## Texte fourni
══════════════════════════════

Le travail collectif caractérise la nouvelle pratique de l'histoire. Certains travaux d'envergure peuvent ainsi être entrepris par des équipes multidisciplinaires de chercheurs, tel le groupe étudiant l'histoire de la région du Saguenay. Des équipes de spécialistes se penchent également sur l'histoire de la Mauricie, sur celle des femmes, des travailleurs ou du monde des affaires, sur l'histoire du livre et de l'imprimé, pour ne citer que quelques exemples. La publication d'ouvrages collectifs est fréquente, et nombreux sont les articles et les livres signés conjointement par deux ou trois auteurs.
La production des historiens francophones reste très majoritairement centrée sur le Québec ou le Canada français, tandis que les historiens du Canada anglais s'intéressent davantage à l'histoire du Québec. Cependant, les contacts entre les deux historiographies sont plus fréquents qu'auparavant. Par ailleurs, il faut souligner l'accroissement marqué de l'intérêt pour la période contemporaine, tant de la part des chercheurs que des étudiants.
Accompagnant un certain pluralisme dans la société québécoise actuelle, l'historiographie récente offre un éventail de points de vue idéologiques : néonationaliste ou antinationaliste, marxiste ou libérale, féministe ou non, moderniste ou traditionnelle, etc. Toutefois, au-delà de cette diversité, l'histoire professionnelle se distingue par son ambition de comprendre l'évolution historique de l'ensemble de la société. L'histoire sociale, déjà amorcée, se poursuit donc avec vigueur et marque particulièrement les nouveaux champs de recherche, comme l'histoire des femmes, celle du travail, la démographie historique et les histoires rurale, urbaine ou régionale.
L'histoire sociale renouvelle aussi les champs de recherche plus anciens : l'histoire économique s'oriente davantage vers la socioéconomie, l'histoire des idées s'est transformée en histoire des idéologies et l'histoire politique délaisse quelque peu la seule étude des hommes politiques singuliers pour étudier davantage les politiciens dans leurs relations avec les partis, l'État et la société. Il faut enfin noter que les travaux offrant des perspectives globales se font assez rares, au profit des monographies spécialisées.
Les revues savantes font place à ces changements, tant les plus anciennes comme la Canadian Historical Review ou La Revue d'histoire de l'Amérique française que les nouvelles comme Histoire sociale/Social History, Labour/Le Travail ou la Revue d'histoire urbaine/Urban History Review. Les mémoires de maîtrise et les thèses de doctorat sont plus nombreux que jamais, et ces recherches sont diffusées dans des colloques divers et des congrès de sociétés savantes.

══════════════════════════════

## Jeu de données
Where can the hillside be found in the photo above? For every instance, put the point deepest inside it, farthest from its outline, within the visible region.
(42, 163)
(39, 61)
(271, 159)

══════════════════════════════

## Liste des tâches
• 1. D'après le texte sur l'historiographie québécoise, quelle région un groupe de chercheurs multidisciplinaire étudie-t-il ?
• 2. Rédigez la suite du texte sur l'historiographie québécoise, en reprenant après sa dernière phrase.

## Réponses attendues
• 1. La région du Saguenay.

• 2.
Objets de recherche nouveaux ou éternels, nouvelles problématiques et méthodologies perfectionnées, l'historiographie du Québec et du Canada français est en pleine effervescence. D'une certaine manière, avec des professeurs et des chercheurs actifs dans les départements universitaires et dans les instituts de recherche, avec des sociétés savantes et des regroupements professionnels divers, avec des publications spécialisées et, en général, une plus large diffusion orale et écrite, l'histoire s'est encore davantage institutionnalisée comme discipline scientifique. Toutefois, cette histoire souvent stimulante reste encore jeune. Comme toujours, il y a du moins bon et du meilleur dans cette production. Ce qui frappe pourtant le plus, c'est que, contrairement aux périodes antérieures, on peut de moins en moins identifier des chefs de file. Ou plutôt, c'est maintenant par dizaines que se comptent, en histoire du Québec et du Canada français, les bonnes historiennes et les bons historiens.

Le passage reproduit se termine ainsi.